(INFORMATION GIVEN begins)

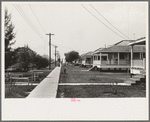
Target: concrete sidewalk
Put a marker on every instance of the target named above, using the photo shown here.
(48, 87)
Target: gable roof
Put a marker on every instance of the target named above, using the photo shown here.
(124, 49)
(123, 42)
(141, 41)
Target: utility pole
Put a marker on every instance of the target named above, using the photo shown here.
(55, 55)
(49, 49)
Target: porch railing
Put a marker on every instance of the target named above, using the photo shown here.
(138, 63)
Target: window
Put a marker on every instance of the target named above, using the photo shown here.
(136, 55)
(104, 58)
(122, 55)
(98, 57)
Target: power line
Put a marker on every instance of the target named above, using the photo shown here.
(36, 18)
(107, 20)
(102, 22)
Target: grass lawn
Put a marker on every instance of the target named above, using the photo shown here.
(22, 91)
(18, 91)
(77, 74)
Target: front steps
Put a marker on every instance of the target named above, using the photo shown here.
(136, 79)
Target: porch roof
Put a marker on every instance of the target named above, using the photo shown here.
(141, 41)
(124, 49)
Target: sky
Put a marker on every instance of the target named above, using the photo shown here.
(78, 26)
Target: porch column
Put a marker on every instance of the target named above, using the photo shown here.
(100, 59)
(118, 58)
(131, 56)
(93, 59)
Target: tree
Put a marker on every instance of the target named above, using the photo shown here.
(40, 62)
(25, 56)
(9, 36)
(71, 56)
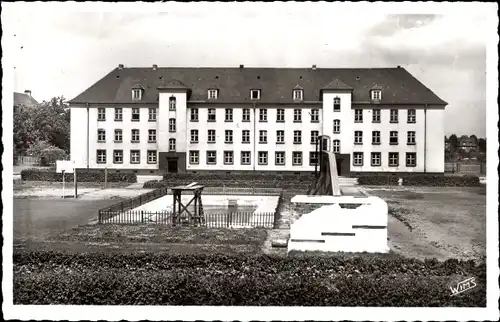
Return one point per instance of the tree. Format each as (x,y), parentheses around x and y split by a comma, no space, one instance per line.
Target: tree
(482,145)
(453,142)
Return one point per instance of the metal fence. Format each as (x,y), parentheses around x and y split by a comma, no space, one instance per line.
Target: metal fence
(209,220)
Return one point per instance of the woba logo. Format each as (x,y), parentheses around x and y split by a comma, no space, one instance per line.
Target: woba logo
(463,286)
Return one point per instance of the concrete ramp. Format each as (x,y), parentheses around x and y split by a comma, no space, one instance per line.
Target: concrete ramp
(328,181)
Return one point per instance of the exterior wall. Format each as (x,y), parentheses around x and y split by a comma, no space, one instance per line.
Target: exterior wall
(435,146)
(79,147)
(385,127)
(78,137)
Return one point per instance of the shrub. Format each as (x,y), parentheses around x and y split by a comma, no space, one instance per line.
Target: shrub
(219,279)
(82,176)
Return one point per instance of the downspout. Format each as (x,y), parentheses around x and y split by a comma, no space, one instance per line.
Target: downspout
(425,138)
(88,137)
(254,138)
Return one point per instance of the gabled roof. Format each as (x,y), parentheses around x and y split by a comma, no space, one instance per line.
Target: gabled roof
(337,84)
(22,99)
(234,84)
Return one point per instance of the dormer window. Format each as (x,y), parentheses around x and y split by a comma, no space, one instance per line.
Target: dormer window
(212,94)
(255,94)
(136,94)
(297,94)
(376,94)
(172,101)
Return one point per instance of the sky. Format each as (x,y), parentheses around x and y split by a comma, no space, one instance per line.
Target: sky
(65,51)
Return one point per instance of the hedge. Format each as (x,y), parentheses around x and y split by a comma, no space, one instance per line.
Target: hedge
(82,176)
(421,180)
(218,279)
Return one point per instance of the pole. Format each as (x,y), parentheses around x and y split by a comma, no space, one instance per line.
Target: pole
(63,183)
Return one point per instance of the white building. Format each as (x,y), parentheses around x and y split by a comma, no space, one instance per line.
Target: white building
(167,120)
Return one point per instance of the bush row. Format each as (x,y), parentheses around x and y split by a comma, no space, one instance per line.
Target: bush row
(82,176)
(421,180)
(161,279)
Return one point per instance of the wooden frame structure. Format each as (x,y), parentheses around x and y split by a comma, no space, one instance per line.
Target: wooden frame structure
(181,215)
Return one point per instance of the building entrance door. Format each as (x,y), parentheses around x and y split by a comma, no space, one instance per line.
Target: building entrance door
(172,165)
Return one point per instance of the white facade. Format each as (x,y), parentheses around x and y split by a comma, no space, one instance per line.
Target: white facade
(428,127)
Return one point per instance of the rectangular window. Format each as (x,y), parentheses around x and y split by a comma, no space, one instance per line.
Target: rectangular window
(336,104)
(172,125)
(228,115)
(297,94)
(393,139)
(336,126)
(194,157)
(172,102)
(152,114)
(118,114)
(101,156)
(358,137)
(152,157)
(279,158)
(394,116)
(194,136)
(212,94)
(211,157)
(262,115)
(297,158)
(101,114)
(297,137)
(358,116)
(118,136)
(357,159)
(411,159)
(280,136)
(135,156)
(135,136)
(313,158)
(262,136)
(297,115)
(336,146)
(245,136)
(135,114)
(246,115)
(376,116)
(101,135)
(376,159)
(411,138)
(314,137)
(412,116)
(171,145)
(376,137)
(280,115)
(314,116)
(228,157)
(229,136)
(211,136)
(152,135)
(118,156)
(245,157)
(393,159)
(262,157)
(211,115)
(194,114)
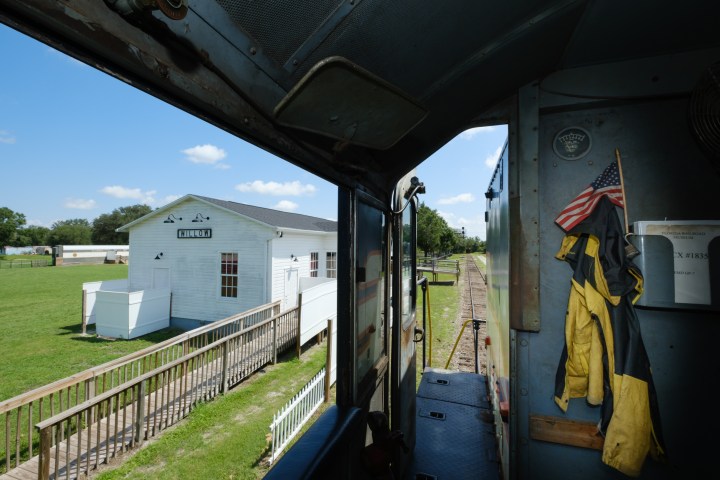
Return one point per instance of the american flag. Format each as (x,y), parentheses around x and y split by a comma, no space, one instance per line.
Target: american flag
(606,184)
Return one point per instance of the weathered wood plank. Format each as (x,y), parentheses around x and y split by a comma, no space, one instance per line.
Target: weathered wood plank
(567,432)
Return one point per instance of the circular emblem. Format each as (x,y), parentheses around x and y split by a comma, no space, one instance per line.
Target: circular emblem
(572,143)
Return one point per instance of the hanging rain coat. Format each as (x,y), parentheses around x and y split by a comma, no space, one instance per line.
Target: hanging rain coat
(604,358)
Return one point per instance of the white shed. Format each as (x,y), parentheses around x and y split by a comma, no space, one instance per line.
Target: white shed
(219,257)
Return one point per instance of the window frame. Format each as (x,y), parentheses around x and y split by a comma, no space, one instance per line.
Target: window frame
(230,291)
(314,262)
(331,264)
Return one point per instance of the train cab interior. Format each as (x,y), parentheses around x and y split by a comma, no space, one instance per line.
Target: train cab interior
(359,93)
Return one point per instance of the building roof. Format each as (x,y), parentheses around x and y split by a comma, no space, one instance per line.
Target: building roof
(275,218)
(266,216)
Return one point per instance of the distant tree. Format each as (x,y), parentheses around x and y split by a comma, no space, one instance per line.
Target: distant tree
(10,222)
(32,235)
(449,239)
(76,231)
(431,227)
(103,227)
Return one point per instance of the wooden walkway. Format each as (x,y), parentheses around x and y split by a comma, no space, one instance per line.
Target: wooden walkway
(172,396)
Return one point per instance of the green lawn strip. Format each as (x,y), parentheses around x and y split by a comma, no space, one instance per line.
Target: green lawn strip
(40,316)
(227,437)
(444,299)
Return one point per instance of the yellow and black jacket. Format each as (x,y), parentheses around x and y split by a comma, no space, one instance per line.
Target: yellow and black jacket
(602,335)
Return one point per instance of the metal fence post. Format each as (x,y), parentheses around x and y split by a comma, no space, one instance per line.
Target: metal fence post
(140,414)
(328,361)
(298,312)
(274,324)
(45,441)
(225,367)
(84,312)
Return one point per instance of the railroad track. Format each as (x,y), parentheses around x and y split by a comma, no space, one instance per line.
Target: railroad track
(473,299)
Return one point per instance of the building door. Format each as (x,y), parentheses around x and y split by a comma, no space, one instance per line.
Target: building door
(291,289)
(161,278)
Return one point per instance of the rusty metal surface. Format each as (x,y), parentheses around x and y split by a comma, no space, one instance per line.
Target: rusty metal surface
(448,428)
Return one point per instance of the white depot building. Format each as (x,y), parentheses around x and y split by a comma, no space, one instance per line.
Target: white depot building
(199,259)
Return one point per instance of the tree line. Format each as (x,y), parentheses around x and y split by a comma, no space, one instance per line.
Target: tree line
(435,237)
(14,232)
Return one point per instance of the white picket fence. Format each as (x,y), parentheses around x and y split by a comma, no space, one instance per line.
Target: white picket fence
(288,421)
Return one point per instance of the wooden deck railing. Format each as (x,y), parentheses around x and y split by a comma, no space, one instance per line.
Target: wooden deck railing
(18,438)
(124,417)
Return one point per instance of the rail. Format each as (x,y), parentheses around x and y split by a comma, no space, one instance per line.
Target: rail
(19,439)
(123,417)
(436,267)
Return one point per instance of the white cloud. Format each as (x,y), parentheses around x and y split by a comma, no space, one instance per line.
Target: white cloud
(131,193)
(6,137)
(80,204)
(491,160)
(474,227)
(449,217)
(469,134)
(37,223)
(206,155)
(462,198)
(286,205)
(274,188)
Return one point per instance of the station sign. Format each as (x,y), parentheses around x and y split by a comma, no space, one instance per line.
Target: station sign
(194,232)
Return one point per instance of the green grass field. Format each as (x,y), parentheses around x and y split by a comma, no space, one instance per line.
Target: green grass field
(228,437)
(40,317)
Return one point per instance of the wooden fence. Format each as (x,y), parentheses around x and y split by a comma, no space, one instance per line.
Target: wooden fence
(107,391)
(289,420)
(45,262)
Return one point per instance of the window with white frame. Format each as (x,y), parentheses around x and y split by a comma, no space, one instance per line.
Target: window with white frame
(331,264)
(314,261)
(228,275)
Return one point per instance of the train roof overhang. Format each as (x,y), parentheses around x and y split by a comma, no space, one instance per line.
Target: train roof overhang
(358,92)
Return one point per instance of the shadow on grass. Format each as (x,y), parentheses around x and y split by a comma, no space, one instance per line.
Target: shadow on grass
(92,337)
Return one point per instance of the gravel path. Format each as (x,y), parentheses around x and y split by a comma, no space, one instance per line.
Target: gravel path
(463,359)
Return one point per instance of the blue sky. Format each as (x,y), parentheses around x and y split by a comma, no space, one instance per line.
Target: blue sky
(77,143)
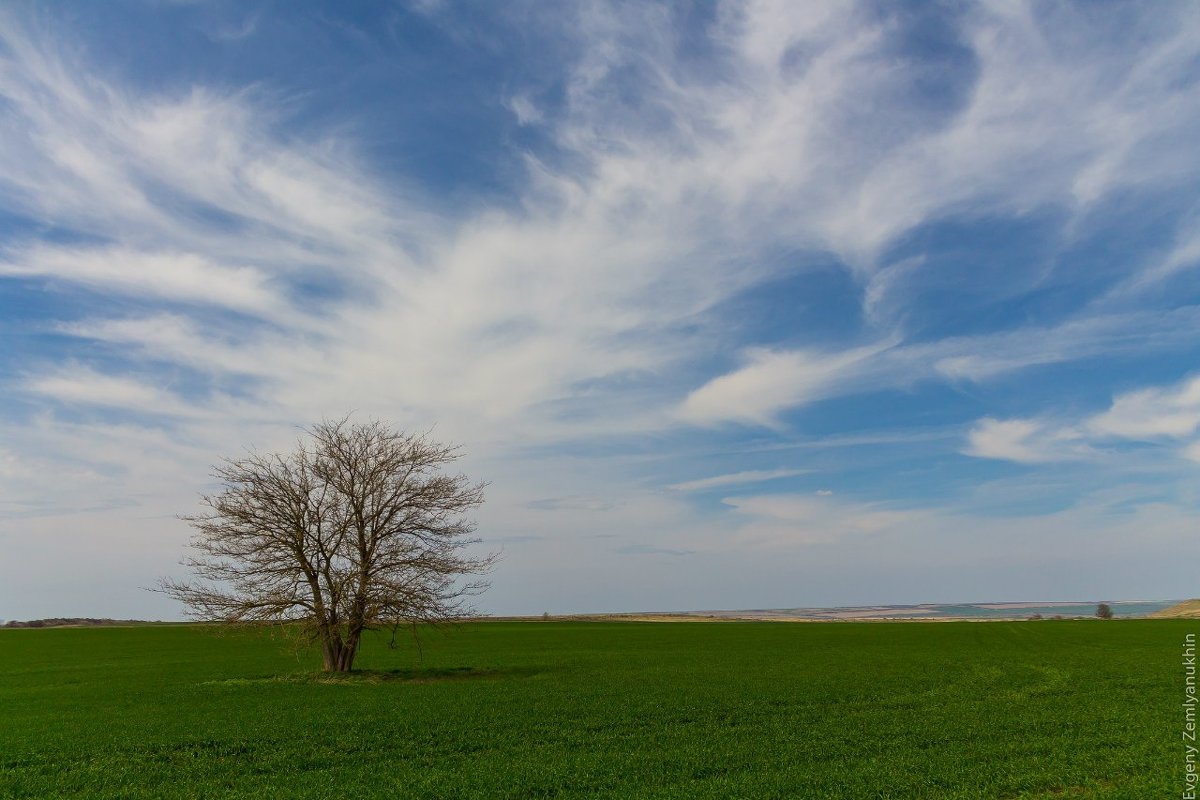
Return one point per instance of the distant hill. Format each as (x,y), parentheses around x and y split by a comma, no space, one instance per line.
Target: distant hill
(1185,609)
(73,621)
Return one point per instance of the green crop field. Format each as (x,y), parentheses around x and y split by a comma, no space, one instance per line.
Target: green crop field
(499,709)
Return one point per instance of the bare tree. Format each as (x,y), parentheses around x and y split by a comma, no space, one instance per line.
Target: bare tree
(357,528)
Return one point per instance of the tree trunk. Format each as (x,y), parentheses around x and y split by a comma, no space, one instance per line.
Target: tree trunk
(339,654)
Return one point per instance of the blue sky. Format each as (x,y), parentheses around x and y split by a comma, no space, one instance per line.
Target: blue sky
(735,305)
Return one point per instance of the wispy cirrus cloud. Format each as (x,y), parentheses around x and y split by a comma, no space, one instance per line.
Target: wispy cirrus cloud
(220,262)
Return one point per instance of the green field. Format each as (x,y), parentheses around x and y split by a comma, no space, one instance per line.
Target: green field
(1049,709)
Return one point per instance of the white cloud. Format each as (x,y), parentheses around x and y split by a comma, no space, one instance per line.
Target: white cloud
(1152,413)
(771,383)
(1026,441)
(736,479)
(580,308)
(789,519)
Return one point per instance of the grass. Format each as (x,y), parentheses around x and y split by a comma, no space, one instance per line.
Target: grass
(1049,709)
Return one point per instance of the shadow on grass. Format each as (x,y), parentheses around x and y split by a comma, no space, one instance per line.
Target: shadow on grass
(400,675)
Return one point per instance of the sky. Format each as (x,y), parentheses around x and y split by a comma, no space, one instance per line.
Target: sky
(733,305)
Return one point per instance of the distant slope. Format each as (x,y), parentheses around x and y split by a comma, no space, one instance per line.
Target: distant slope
(1187,608)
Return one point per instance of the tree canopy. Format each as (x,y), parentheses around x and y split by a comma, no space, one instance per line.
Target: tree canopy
(358,527)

(INFORMATION GIVEN ends)

--- WORK TO BE COMPLETED ---
From the records above, show each line that contains the word "porch".

--- RESPONSE ---
Target: porch railing
Target: porch roof
Target: porch column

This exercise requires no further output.